Look through the records and copy each line with the string "woman" in it.
Material for this task Start Marker
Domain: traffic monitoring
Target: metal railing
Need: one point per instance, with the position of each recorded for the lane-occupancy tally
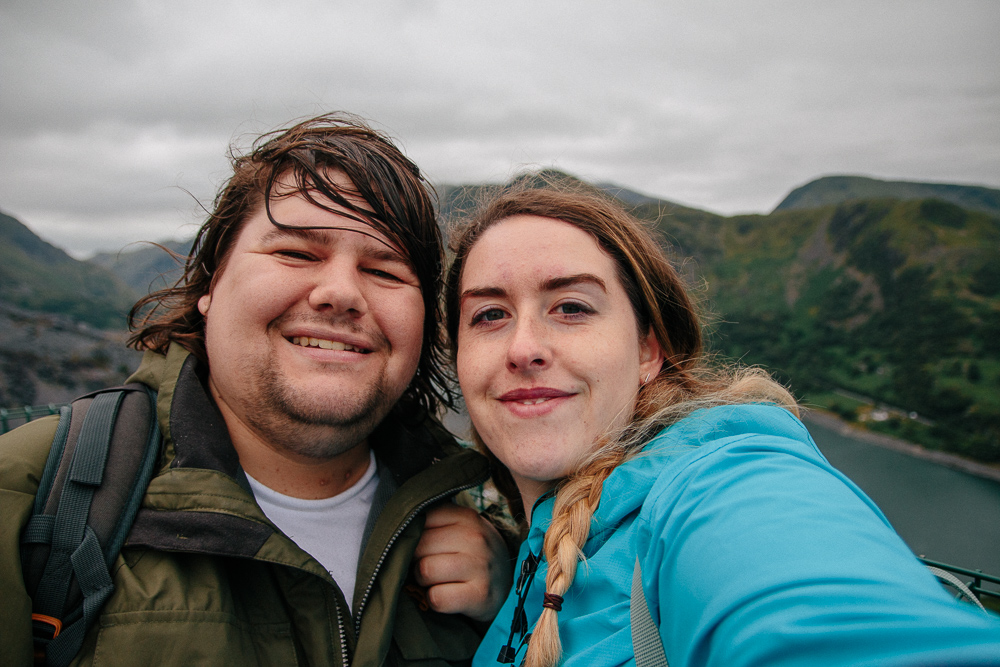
(11, 418)
(976, 581)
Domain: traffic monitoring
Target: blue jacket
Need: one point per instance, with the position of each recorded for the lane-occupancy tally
(754, 551)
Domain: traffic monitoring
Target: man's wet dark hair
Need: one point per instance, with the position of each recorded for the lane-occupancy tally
(398, 203)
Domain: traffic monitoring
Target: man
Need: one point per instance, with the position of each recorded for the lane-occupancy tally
(298, 365)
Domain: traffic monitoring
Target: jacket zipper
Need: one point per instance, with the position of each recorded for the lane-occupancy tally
(343, 635)
(392, 540)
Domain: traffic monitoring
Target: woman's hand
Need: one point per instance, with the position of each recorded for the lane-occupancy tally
(463, 562)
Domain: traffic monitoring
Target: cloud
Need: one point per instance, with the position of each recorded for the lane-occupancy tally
(112, 110)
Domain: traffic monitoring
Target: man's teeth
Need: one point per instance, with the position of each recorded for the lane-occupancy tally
(306, 341)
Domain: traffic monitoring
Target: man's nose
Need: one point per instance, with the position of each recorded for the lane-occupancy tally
(529, 348)
(338, 286)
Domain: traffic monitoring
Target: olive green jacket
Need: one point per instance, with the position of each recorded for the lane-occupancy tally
(205, 579)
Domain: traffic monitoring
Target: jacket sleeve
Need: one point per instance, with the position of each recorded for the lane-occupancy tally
(760, 553)
(22, 458)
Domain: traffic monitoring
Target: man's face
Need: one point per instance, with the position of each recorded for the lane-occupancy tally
(312, 335)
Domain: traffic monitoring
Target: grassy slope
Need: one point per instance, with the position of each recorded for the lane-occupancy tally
(37, 276)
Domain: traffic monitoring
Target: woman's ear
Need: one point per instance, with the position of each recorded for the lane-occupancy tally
(650, 357)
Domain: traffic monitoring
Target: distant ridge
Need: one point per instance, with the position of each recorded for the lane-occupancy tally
(37, 276)
(831, 190)
(146, 266)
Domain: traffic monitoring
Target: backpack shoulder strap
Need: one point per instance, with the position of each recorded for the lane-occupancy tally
(646, 641)
(103, 455)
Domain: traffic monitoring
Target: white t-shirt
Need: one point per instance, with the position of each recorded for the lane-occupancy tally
(330, 529)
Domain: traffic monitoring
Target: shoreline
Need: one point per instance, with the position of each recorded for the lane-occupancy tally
(847, 429)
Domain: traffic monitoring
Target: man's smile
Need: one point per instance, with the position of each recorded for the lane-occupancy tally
(323, 344)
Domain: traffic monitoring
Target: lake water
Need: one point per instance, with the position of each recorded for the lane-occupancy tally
(946, 515)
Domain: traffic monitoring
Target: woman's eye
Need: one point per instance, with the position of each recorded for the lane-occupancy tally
(378, 273)
(573, 308)
(488, 315)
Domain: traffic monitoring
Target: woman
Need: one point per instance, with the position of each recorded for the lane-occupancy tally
(579, 356)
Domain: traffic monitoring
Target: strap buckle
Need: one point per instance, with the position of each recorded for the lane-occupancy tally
(39, 621)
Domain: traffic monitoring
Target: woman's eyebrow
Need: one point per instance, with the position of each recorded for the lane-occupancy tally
(561, 282)
(494, 292)
(550, 285)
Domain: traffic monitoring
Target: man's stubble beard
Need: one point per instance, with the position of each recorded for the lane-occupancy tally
(309, 426)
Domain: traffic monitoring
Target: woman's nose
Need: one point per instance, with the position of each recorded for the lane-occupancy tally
(529, 349)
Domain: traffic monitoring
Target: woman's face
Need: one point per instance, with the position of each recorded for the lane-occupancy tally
(549, 355)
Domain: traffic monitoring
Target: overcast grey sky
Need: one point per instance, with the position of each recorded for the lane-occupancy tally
(111, 110)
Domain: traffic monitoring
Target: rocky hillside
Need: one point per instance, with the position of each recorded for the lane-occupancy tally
(868, 298)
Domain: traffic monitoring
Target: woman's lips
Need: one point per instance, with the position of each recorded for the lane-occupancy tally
(534, 401)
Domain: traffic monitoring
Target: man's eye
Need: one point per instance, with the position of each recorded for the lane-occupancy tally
(294, 254)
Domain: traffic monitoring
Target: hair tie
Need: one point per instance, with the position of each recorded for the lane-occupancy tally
(553, 602)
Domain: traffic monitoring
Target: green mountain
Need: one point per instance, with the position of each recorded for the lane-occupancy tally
(866, 305)
(147, 266)
(37, 276)
(838, 189)
(894, 301)
(885, 309)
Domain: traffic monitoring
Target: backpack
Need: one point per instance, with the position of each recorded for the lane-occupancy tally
(102, 457)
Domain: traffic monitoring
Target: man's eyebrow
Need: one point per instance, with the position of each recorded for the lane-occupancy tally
(383, 251)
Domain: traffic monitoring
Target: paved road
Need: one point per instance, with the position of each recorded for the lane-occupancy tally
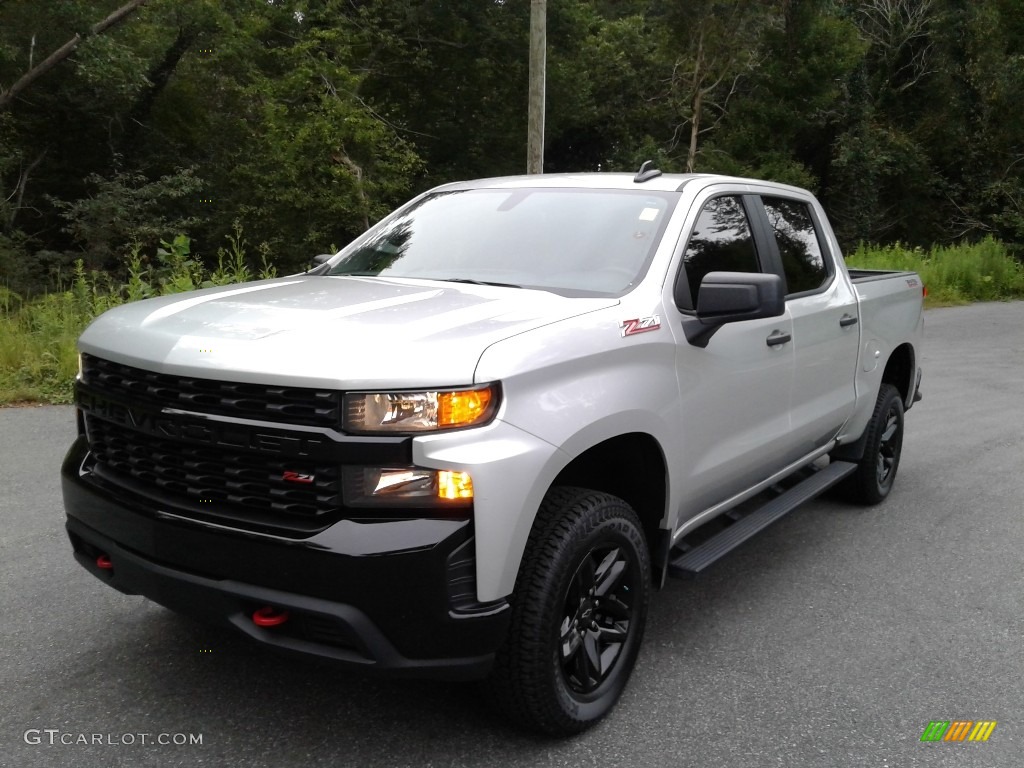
Material for this task End Marker
■ **Result of the task**:
Target: woman's hand
Target: woman's ear
Target: woman's eye
Target: woman
Target: woman's eyebrow
Target: woman's nose
Target: woman's face
Target: woman's lips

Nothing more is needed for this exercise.